What the exercise asks -
For each line of the data that includes the word "find", copy the line.
-- Source information follows --
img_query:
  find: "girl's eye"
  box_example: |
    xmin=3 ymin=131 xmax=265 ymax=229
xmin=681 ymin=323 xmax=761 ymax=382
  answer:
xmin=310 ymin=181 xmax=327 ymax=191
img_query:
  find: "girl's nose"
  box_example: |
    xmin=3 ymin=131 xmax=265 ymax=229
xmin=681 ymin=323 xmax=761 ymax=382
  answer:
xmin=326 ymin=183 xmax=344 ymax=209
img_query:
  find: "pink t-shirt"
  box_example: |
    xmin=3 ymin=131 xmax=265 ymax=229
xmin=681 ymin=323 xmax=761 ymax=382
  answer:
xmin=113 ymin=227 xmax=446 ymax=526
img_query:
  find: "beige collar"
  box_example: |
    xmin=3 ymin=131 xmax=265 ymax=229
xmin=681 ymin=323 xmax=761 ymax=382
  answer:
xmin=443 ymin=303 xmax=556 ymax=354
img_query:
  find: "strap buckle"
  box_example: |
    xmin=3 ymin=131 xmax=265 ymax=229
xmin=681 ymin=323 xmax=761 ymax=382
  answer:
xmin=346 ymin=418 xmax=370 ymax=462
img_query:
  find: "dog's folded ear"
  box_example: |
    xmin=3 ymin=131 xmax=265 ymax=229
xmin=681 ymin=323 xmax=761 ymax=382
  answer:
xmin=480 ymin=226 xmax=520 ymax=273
-- Source information concluded --
Response for this exercise -
  find: "girl's eye"
  find: "girl's nose"
  find: "pink t-shirt"
  find: "beige collar"
  find: "strap buckle"
  find: "dog's folded ear"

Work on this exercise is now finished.